I recently heard one preacher say, quite provocatively, that the Church has been preaching the love of God for the last hundred years, and it has been the death of us. It goes without saying that we take absolutely for granted that God is first and foremost a God of love, that his love is unconditional, and so wherever we find him being a bit, to our minds … well, nasty … we react against it and feel the need to explain it away. The first person to do this was a 2nd century heretic called Marcion who decided that the God of the Old Testament and the God of Jesus were two completely different beings, and so he took his Stanley knife to the Scriptures and cut out pretty much everything which in any way related to the OT. Marcion was condemned and the Bible was put back together again, but his heresy is alive and well in the Church today.

** Task instructions **
A: According to the passage on Marcion, in which century did Marcion live?
B: Output the stretch of the passage on Marcion from "I recently heard" through "the Church today.".
C: Can you rewrite the paragraph of the passage on Marcion beginning "I recently heard one preacher say" more briefly, keeping its main facts?
The records that follow are separate material, unrelated to the passage on Marcion.

** Source data **
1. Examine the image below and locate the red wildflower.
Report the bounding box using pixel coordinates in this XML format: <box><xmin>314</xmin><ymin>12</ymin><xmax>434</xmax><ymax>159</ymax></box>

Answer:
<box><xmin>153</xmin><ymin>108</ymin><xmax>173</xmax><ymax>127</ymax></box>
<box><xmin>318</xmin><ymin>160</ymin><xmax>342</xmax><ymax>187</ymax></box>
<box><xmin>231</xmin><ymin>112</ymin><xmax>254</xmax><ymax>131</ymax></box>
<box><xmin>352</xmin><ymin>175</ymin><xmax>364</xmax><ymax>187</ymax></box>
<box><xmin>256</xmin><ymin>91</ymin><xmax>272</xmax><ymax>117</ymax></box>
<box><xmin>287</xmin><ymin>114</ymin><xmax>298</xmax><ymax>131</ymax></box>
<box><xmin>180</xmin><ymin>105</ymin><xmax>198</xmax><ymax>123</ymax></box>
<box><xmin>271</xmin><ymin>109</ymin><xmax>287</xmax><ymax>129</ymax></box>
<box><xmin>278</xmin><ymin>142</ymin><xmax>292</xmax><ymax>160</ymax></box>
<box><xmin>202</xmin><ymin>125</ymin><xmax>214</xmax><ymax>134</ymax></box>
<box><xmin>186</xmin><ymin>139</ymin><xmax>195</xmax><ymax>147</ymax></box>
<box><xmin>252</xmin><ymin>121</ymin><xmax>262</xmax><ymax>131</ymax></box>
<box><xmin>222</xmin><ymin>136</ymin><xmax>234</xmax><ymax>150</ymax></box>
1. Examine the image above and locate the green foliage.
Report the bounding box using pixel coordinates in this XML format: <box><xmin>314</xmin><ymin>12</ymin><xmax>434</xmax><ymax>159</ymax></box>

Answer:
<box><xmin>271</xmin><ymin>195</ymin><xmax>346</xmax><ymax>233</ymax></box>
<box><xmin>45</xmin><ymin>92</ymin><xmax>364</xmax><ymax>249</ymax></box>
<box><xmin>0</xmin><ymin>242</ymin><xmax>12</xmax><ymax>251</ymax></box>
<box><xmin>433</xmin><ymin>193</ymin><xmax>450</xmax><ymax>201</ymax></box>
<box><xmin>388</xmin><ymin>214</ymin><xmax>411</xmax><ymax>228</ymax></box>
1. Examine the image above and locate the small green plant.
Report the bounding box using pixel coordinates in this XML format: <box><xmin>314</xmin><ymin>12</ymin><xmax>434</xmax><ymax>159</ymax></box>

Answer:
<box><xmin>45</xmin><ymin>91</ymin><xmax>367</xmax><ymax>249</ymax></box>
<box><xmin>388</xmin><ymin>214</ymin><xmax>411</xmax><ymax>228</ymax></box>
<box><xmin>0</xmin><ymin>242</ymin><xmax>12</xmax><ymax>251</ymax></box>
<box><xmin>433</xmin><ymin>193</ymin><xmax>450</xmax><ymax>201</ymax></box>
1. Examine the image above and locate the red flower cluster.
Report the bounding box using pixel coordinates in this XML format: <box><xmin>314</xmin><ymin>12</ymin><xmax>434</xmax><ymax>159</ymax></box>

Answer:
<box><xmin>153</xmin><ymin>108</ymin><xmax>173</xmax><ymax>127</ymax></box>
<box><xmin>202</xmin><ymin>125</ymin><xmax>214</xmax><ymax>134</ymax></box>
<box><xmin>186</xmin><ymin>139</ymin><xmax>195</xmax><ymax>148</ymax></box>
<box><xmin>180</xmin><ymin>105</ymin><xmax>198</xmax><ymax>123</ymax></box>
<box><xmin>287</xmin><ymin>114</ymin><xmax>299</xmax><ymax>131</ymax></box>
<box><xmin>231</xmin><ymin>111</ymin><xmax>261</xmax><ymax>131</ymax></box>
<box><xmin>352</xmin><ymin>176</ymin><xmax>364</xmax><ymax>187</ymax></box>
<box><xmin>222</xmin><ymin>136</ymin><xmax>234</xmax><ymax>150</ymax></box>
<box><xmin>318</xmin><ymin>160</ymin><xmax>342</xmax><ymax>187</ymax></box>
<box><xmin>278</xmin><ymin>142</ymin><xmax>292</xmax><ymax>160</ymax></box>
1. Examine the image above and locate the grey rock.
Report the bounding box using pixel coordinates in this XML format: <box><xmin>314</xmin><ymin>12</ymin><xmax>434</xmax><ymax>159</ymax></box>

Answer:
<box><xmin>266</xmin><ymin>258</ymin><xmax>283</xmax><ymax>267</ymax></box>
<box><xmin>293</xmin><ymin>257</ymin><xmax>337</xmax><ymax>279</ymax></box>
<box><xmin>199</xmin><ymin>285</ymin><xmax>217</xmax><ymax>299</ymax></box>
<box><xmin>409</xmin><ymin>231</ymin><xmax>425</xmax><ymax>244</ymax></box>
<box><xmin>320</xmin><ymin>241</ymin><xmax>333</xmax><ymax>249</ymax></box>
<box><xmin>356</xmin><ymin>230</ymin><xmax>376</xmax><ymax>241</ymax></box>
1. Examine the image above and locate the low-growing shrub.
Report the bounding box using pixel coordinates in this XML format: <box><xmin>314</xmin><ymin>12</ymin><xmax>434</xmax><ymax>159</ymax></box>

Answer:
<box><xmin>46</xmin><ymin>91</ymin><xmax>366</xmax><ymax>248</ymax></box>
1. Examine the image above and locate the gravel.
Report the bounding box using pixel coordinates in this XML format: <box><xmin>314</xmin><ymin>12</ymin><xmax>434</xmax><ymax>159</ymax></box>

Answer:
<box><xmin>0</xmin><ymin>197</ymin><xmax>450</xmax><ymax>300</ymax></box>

** Solution list **
A: The 2nd century.

B:
I recently heard one preacher say, quite provocatively, that the Church has been preaching the love of God for the last hundred years, and it has been the death of us. It goes without saying that we take absolutely for granted that God is first and foremost a God of love, that his love is unconditional, and so wherever we find him being a bit, to our minds … well, nasty … we react against it and feel the need to explain it away. The first person to do this was a 2nd century heretic called Marcion who decided that the God of the Old Testament and the God of Jesus were two completely different beings, and so he took his Stanley knife to the Scriptures and cut out pretty much everything which in any way related to the OT. Marcion was condemned and the Bible was put back together again, but his heresy is alive and well in the Church today.

C: One preacher claimed that the Church's preaching of God's love over the last hundred years has been its death. We assume God is above all loving and that his love is unconditional, so we explain away places where he seems harsh. The first to do this was Marcion, a 2nd-century heretic. He held that the God of the Old Testament and the God of Jesus were different beings, and he cut nearly everything related to the Old Testament from the Scriptures. Marcion was condemned and the Bible restored, but his heresy survives in the Church today.